How many of the lines below hold the word "Identify"? Answer only with the number.

*** Dataset records

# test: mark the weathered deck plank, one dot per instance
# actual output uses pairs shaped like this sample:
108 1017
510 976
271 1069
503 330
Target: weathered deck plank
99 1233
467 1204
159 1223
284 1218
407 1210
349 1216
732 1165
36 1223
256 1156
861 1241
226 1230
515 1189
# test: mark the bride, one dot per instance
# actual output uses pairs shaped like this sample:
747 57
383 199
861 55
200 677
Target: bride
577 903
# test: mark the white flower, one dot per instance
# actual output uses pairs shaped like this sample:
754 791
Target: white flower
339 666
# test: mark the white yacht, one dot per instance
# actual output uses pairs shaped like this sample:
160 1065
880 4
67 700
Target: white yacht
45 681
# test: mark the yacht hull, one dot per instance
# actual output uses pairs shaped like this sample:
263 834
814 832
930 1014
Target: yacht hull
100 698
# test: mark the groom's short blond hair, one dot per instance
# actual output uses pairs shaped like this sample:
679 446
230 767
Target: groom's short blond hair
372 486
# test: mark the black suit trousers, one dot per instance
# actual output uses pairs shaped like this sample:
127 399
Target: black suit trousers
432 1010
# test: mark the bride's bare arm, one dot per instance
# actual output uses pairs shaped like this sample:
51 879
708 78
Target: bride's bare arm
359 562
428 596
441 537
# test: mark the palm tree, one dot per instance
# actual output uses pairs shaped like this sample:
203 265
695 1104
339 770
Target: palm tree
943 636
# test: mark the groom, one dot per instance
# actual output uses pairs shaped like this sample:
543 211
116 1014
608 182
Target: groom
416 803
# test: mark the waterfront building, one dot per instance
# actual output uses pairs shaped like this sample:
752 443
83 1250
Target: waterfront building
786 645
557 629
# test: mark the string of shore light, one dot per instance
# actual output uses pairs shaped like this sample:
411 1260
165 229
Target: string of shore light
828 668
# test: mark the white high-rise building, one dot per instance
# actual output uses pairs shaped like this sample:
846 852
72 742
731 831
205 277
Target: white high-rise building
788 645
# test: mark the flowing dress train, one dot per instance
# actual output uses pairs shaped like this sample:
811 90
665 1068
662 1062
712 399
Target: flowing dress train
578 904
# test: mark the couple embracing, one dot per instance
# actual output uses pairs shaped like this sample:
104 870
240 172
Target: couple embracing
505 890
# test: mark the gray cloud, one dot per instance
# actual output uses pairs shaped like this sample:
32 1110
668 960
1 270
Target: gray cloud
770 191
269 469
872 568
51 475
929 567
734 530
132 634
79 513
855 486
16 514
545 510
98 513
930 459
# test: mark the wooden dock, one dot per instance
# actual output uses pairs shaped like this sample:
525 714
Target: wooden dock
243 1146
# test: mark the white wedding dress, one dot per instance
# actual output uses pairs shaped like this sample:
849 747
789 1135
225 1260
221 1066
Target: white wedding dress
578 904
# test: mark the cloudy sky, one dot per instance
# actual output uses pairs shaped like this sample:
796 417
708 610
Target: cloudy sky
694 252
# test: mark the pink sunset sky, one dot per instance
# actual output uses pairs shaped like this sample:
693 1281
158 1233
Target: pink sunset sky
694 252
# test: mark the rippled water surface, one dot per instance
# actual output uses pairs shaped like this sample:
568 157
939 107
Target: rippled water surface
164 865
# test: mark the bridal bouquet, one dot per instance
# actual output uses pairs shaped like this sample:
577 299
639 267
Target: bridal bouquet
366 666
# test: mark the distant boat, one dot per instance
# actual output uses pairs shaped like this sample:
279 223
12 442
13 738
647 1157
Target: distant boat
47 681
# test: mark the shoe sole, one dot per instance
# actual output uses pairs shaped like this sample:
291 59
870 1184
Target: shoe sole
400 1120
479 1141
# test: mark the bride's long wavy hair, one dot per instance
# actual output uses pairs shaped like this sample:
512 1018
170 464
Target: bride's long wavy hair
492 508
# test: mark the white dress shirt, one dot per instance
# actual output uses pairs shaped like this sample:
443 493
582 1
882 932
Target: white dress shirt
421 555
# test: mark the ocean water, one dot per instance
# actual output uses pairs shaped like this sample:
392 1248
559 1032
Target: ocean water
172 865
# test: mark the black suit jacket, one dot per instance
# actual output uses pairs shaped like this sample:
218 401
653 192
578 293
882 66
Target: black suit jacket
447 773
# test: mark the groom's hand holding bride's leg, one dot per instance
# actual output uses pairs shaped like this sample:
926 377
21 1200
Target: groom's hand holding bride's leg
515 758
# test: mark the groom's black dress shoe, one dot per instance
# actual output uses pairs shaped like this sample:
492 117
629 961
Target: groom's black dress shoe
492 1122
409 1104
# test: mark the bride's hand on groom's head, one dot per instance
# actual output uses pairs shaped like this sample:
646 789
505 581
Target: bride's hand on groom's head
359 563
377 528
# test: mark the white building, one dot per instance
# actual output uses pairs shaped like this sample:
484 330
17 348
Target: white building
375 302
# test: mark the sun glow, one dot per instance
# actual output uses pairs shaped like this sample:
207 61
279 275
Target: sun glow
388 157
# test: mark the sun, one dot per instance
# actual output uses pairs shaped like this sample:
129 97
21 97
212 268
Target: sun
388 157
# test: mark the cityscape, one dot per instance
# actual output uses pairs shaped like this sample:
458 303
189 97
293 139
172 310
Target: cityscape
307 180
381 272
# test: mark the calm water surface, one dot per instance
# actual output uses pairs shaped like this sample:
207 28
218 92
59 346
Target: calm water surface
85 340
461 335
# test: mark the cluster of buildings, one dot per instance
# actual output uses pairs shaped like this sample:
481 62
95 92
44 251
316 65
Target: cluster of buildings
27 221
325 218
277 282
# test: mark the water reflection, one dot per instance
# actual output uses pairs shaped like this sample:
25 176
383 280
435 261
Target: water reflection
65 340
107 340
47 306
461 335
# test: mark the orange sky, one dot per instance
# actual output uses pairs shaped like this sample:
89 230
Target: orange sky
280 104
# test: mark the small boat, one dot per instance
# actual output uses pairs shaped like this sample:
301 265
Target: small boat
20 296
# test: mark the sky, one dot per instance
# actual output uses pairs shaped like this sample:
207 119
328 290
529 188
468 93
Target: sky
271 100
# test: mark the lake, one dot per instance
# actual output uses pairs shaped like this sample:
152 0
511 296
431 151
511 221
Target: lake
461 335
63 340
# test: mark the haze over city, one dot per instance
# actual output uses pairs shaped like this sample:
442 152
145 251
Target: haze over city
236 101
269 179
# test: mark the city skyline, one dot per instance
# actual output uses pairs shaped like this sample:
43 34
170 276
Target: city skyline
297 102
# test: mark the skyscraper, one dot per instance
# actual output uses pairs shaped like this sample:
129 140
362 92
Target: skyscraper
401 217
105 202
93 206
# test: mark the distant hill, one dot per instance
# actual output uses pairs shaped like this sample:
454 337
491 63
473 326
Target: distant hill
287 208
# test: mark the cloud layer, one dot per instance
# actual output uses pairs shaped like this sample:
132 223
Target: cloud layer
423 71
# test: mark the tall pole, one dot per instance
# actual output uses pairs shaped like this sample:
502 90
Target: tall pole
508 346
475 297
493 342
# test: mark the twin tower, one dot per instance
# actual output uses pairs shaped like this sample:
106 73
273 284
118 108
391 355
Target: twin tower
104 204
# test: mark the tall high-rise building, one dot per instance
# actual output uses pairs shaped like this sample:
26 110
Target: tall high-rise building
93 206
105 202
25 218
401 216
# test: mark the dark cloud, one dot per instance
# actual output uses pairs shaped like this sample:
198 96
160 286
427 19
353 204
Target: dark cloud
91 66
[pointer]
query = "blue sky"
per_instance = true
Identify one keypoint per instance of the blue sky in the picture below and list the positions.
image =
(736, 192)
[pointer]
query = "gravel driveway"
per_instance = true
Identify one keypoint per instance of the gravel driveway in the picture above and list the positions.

******

### Solution for this task
2